## The data
☆ ☆ ☆

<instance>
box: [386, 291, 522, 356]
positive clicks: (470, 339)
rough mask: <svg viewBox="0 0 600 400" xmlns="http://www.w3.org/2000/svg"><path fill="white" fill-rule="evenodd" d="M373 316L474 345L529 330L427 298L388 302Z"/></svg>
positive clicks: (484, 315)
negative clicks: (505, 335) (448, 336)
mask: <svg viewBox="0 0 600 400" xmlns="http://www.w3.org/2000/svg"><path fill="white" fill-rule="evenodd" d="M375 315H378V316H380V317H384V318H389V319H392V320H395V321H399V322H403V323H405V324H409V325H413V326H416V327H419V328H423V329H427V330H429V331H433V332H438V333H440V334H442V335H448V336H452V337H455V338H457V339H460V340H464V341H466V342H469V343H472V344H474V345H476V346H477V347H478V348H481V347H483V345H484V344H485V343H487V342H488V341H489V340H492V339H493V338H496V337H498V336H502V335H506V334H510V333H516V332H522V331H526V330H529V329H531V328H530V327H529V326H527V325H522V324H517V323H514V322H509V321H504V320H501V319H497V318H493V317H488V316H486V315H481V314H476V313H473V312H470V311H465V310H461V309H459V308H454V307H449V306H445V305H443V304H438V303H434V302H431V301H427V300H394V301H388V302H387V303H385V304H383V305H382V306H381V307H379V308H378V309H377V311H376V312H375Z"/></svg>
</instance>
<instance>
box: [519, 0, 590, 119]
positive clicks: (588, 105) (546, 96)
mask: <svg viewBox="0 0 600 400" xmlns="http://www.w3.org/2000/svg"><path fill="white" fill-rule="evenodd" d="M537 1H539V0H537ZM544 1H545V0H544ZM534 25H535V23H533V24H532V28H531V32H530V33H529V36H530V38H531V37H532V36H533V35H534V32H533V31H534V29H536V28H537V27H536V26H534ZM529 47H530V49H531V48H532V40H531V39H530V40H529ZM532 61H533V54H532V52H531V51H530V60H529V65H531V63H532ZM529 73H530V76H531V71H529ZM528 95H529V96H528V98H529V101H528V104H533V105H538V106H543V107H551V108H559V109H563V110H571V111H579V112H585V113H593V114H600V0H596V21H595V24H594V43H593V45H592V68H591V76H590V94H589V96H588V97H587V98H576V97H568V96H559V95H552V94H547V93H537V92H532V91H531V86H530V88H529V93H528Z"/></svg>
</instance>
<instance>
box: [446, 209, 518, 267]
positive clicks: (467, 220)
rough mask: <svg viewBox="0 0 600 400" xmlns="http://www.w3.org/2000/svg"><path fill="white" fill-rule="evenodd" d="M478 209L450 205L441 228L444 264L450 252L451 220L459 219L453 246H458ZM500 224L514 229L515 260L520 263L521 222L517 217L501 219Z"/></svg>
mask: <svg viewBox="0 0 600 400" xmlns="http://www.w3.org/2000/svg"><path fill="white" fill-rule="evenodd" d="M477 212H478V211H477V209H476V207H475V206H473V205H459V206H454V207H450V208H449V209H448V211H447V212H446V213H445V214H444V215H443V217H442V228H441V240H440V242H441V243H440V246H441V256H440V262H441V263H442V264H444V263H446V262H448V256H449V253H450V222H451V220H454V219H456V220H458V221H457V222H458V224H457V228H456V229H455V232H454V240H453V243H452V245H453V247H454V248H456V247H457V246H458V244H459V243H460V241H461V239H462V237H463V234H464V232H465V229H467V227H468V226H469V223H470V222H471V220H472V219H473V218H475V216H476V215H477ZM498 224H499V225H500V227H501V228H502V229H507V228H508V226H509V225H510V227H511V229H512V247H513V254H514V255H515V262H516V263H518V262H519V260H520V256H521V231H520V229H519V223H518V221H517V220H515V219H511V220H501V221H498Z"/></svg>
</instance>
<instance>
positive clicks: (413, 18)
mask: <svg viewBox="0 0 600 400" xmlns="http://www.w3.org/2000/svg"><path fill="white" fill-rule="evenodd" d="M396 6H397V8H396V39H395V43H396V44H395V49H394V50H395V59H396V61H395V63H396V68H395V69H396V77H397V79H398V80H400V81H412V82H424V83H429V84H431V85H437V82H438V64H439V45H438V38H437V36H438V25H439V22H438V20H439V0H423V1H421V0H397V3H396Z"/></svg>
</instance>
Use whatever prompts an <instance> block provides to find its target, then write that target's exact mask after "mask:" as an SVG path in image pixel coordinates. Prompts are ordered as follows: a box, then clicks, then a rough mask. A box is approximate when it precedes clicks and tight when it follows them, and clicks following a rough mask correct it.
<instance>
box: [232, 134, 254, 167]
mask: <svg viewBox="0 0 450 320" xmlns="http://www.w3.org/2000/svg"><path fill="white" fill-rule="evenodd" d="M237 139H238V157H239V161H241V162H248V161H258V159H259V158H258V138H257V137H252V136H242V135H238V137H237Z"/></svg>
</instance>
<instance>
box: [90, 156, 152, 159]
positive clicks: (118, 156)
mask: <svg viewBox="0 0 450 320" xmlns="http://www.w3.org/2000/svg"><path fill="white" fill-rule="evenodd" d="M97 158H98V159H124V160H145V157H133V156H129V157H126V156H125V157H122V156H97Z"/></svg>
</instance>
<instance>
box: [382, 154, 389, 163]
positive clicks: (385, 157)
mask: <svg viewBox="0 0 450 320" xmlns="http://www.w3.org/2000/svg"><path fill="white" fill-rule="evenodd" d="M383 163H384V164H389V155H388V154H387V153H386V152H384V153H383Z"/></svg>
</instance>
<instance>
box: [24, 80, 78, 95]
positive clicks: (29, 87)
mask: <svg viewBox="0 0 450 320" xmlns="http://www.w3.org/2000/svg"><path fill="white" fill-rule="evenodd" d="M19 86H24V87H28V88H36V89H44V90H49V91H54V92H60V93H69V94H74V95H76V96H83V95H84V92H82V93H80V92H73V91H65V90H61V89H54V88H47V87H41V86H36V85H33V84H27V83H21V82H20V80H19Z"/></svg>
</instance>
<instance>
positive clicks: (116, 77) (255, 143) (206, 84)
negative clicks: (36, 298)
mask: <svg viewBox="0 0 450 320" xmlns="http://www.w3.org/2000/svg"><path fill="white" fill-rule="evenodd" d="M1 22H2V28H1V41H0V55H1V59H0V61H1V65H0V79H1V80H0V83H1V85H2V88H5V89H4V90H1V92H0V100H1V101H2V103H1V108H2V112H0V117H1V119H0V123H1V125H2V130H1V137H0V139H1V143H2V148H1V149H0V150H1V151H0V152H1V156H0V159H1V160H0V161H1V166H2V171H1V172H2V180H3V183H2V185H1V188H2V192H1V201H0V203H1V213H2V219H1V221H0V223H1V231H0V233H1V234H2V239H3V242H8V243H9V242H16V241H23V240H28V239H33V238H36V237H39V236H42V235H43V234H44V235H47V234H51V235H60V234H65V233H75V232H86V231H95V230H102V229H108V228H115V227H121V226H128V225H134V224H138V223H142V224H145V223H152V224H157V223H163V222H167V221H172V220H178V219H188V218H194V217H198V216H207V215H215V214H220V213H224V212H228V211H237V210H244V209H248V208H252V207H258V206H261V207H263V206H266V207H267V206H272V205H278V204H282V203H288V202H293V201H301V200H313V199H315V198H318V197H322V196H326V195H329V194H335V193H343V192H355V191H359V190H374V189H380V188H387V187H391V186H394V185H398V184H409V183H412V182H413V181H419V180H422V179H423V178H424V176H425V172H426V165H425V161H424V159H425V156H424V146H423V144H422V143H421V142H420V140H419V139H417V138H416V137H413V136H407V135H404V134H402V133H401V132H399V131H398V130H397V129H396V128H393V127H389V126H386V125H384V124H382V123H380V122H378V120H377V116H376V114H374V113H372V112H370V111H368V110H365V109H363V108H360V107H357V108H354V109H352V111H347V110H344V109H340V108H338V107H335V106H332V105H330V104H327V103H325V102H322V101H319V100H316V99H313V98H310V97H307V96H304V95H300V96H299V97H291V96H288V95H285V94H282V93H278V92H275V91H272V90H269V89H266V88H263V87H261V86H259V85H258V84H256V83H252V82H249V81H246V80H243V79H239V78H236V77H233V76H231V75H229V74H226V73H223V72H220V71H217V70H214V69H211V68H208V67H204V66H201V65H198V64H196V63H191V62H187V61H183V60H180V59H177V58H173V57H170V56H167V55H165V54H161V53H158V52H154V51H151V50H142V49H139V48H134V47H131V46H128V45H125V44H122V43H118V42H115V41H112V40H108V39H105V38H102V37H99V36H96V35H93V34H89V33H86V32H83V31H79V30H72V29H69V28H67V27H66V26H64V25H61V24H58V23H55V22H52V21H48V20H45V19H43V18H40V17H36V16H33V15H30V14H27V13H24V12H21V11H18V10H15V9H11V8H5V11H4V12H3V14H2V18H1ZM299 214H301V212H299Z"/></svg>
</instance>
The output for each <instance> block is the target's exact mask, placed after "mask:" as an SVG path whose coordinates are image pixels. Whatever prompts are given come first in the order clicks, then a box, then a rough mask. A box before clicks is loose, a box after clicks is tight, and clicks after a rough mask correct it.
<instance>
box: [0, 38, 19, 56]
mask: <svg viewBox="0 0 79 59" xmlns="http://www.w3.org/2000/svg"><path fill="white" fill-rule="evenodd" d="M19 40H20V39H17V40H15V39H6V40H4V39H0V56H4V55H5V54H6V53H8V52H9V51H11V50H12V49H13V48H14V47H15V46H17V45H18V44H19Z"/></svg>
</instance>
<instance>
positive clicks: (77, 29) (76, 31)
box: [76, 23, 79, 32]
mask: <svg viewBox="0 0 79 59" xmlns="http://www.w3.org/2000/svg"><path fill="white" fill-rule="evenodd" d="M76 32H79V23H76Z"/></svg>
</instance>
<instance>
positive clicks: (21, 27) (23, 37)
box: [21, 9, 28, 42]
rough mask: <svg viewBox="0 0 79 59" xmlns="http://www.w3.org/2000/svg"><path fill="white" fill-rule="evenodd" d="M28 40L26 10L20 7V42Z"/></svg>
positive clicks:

☆ ☆ ☆

## Goal of the exercise
Reproduce the material from its first line through the line containing "positive clicks: (484, 315)", with "rough mask" changed to "coarse mask" and every other character left as it stands.

## Answer space
<instance>
box: [386, 291, 522, 356]
positive clicks: (470, 339)
coarse mask: <svg viewBox="0 0 600 400" xmlns="http://www.w3.org/2000/svg"><path fill="white" fill-rule="evenodd" d="M373 316L474 345L529 330L427 298L388 302Z"/></svg>
positive clicks: (484, 315)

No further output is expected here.